» **Directions for this task**:
A faithful copy is required. Print each line of the data exactly and omit the pictures.

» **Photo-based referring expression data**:
....................

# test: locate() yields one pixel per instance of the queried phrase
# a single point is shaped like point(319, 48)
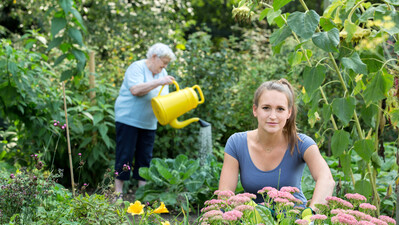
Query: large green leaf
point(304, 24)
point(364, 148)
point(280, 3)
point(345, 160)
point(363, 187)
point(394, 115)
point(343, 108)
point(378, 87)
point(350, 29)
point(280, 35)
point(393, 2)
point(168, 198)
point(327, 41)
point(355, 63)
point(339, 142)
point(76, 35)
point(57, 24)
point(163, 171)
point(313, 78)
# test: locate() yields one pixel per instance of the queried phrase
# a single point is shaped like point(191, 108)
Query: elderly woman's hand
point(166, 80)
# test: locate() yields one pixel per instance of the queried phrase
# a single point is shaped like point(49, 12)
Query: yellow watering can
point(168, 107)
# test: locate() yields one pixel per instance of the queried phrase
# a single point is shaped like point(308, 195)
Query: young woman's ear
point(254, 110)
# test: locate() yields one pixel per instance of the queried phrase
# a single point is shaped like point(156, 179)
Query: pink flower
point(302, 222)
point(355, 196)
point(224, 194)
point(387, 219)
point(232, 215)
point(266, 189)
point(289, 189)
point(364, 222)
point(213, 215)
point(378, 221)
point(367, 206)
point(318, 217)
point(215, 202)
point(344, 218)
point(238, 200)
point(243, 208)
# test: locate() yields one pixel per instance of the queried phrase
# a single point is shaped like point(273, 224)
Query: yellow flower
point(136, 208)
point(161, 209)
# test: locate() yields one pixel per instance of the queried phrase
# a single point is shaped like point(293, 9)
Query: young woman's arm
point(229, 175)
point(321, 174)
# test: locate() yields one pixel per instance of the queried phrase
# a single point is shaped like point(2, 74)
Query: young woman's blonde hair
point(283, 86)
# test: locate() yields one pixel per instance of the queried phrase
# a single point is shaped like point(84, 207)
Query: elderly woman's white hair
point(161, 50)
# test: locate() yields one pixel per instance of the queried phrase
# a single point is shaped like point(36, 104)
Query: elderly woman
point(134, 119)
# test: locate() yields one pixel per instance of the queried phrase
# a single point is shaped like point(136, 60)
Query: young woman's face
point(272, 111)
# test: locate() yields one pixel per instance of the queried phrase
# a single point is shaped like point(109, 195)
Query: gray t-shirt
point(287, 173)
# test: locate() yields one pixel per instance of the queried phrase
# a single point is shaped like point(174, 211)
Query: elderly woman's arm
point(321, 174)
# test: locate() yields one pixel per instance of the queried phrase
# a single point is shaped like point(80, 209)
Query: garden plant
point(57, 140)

....................

» **Response area**:
# test: locate() yields one pixel per instance of the queried phrase
# a single point is shaped like point(319, 48)
Query: large green leaf
point(304, 24)
point(364, 148)
point(280, 3)
point(345, 160)
point(363, 187)
point(394, 115)
point(343, 108)
point(378, 87)
point(350, 29)
point(280, 35)
point(393, 2)
point(168, 198)
point(327, 41)
point(355, 63)
point(339, 142)
point(76, 35)
point(57, 24)
point(163, 171)
point(313, 78)
# test: locate() yields one pixel per instance of the queried phrase
# a single point is shaped like point(191, 108)
Query: elderly woman's hand
point(166, 80)
# test: locate() yields one pixel per instance of the queried phrase
# a single point is shaped like point(49, 12)
Query: yellow watering can
point(168, 107)
# test: locate() yields one pixel per instance of the queried phrase
# a single point is shaped like point(308, 195)
Query: young woman's ear
point(254, 110)
# test: locate() yields one pixel per instance of the queried phrase
# a single point is shaped like point(156, 179)
Query: pink flower
point(302, 222)
point(355, 196)
point(224, 194)
point(387, 219)
point(232, 215)
point(266, 189)
point(289, 189)
point(364, 222)
point(213, 215)
point(378, 221)
point(367, 206)
point(318, 217)
point(215, 202)
point(344, 218)
point(238, 200)
point(243, 208)
# test: locate() yields one pixel per instance of the queried phrase
# a single point is shaped like point(273, 224)
Query: yellow flower
point(136, 208)
point(161, 209)
# test: locate() yields one pixel per instance of the queried phrase
# a single point is shaped like point(293, 9)
Query: young woman's arm
point(229, 175)
point(321, 174)
# test: locate() yields one pixel per instance of the queried phrase
# a single point is shaped like point(2, 74)
Query: young woman's blonde hair
point(283, 86)
# test: locate() yields one pixel per instance of the queried phrase
# a single point is shaped like point(84, 207)
Query: elderly woman's white hair
point(161, 50)
# test: locate() yields one pixel per instance of the queried phrase
# a single point is shaped like point(36, 104)
Query: elderly woman
point(134, 119)
# test: locate() yields one pixel per instance of the queried phrase
# a single point is shaped like point(136, 60)
Query: young woman's face
point(272, 111)
# test: locate() yields one pixel per instance of the queried phrase
# a single point is shaped like point(109, 195)
Query: gray t-shirt
point(287, 173)
# test: locate() yields one pixel per instance of the queried phrase
# a single point is shaped like point(174, 211)
Query: elderly woman's arm
point(321, 174)
# test: locate() yields one pixel per instance of the queried phrase
# a single point is shaped like point(80, 209)
Query: garden plant
point(57, 140)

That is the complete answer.